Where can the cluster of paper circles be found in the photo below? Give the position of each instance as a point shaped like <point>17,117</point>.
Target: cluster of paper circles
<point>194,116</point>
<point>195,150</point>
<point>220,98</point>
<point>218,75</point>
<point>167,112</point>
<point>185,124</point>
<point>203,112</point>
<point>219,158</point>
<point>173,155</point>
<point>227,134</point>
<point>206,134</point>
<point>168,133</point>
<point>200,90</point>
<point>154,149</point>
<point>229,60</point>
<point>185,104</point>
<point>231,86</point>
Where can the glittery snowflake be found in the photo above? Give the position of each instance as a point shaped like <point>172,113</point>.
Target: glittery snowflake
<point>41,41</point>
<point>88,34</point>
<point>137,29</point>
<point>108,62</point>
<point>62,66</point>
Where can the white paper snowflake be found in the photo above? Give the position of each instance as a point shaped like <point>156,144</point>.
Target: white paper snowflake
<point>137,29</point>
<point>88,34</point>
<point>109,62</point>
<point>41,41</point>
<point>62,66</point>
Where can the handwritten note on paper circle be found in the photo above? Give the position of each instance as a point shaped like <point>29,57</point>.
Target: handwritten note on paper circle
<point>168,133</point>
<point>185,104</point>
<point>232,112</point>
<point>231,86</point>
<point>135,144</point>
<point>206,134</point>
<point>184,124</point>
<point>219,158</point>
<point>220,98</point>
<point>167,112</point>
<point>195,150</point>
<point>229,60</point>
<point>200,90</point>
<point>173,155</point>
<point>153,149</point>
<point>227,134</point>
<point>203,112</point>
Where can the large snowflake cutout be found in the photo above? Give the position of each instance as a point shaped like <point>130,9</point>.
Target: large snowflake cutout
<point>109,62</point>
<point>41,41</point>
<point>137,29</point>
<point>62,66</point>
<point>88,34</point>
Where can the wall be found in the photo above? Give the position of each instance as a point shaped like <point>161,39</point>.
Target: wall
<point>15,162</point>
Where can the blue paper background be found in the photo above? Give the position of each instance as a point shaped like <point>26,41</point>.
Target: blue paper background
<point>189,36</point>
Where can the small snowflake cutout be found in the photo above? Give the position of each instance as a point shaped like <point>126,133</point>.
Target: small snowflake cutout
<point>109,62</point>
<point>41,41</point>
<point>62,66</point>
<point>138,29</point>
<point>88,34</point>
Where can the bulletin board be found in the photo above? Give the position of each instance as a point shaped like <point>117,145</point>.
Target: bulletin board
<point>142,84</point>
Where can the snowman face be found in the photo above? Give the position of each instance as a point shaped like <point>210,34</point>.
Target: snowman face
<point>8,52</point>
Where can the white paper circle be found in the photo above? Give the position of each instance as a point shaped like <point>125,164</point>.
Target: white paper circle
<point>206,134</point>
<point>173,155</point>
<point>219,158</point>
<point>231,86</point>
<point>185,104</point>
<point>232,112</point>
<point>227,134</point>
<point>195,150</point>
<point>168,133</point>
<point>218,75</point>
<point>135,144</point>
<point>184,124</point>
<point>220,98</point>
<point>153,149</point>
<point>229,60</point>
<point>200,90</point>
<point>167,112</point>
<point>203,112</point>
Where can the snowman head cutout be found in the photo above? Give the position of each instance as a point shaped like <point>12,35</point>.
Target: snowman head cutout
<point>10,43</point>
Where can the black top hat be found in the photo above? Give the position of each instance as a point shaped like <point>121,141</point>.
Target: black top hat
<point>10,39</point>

● ● ● ● ● ● ●

• **Task requirements**:
Please return the data above in full, without altering a single line.

• **Solution for this problem**:
Where can the cluster of paper circles be found in the photo below? Give the position of each instance as a point shaped like <point>17,117</point>.
Target: cluster of paper circles
<point>194,116</point>
<point>195,150</point>
<point>220,98</point>
<point>218,75</point>
<point>167,112</point>
<point>185,124</point>
<point>203,112</point>
<point>219,158</point>
<point>173,155</point>
<point>227,134</point>
<point>206,134</point>
<point>168,133</point>
<point>200,90</point>
<point>154,149</point>
<point>229,60</point>
<point>185,104</point>
<point>231,86</point>
Where can the glittery snowflake be found in the photo above? Give the position of each instance as a point shaped like <point>172,113</point>.
Target: glittery snowflake
<point>41,41</point>
<point>88,34</point>
<point>137,29</point>
<point>108,62</point>
<point>62,66</point>
Where can the white paper snowflake be found in the photo above? Give the position of each instance as a point shaped like <point>156,144</point>.
Target: white paper snowflake
<point>137,29</point>
<point>88,34</point>
<point>109,62</point>
<point>41,41</point>
<point>62,66</point>
Where can the handwritten note on paper circle be found in the photo above? Give the position of each instance as a point shaped like <point>29,57</point>.
Target: handwritten note on paper circle
<point>168,133</point>
<point>185,104</point>
<point>232,112</point>
<point>231,86</point>
<point>135,144</point>
<point>206,134</point>
<point>184,124</point>
<point>219,158</point>
<point>220,98</point>
<point>167,112</point>
<point>195,150</point>
<point>229,60</point>
<point>200,90</point>
<point>173,155</point>
<point>153,149</point>
<point>227,134</point>
<point>203,112</point>
Where can the large snowflake cutout be found in the photo above? Give the position of each instance as a point shaped like <point>130,9</point>.
Target: large snowflake cutout
<point>109,62</point>
<point>41,41</point>
<point>137,29</point>
<point>62,66</point>
<point>88,34</point>
Where can the wall be found in the photo above? Give the position of each instance as a point shaped like <point>161,39</point>.
Target: wall
<point>15,162</point>
Where can the blue paper background be found in the photo above? Give the position of each instance as a point shaped like <point>26,41</point>.
Target: blue paper background
<point>189,36</point>
Where can the small snowflake cutout be found in the photo above? Give the position of each instance as a point shaped like <point>126,133</point>.
Target: small snowflake cutout
<point>109,62</point>
<point>41,41</point>
<point>62,66</point>
<point>138,29</point>
<point>88,34</point>
Where can the bulletin board be found in the photo above? Give the position of each instance as a point shaped like <point>117,145</point>.
Target: bulletin board
<point>142,84</point>
Where can the snowman face be found in the photo above? Give the position of each instance as a point shaped like <point>210,34</point>.
Target: snowman face
<point>8,52</point>
Where can the white paper circle be found in the photo above? Give the position of each instance as a point shaped like <point>125,164</point>.
Target: white paper circle
<point>206,134</point>
<point>173,155</point>
<point>219,158</point>
<point>231,86</point>
<point>185,104</point>
<point>232,112</point>
<point>227,134</point>
<point>195,150</point>
<point>168,133</point>
<point>218,75</point>
<point>135,144</point>
<point>184,124</point>
<point>220,98</point>
<point>153,149</point>
<point>229,60</point>
<point>200,90</point>
<point>167,112</point>
<point>203,112</point>
Where can the snowman head cutout be found in the photo above? Give the position of each instance as a point shaped like <point>12,35</point>.
Target: snowman head cutout
<point>10,43</point>
Where can the black top hat be found in the photo above? Give the position of each instance as a point shaped like <point>121,141</point>.
Target: black top hat
<point>10,39</point>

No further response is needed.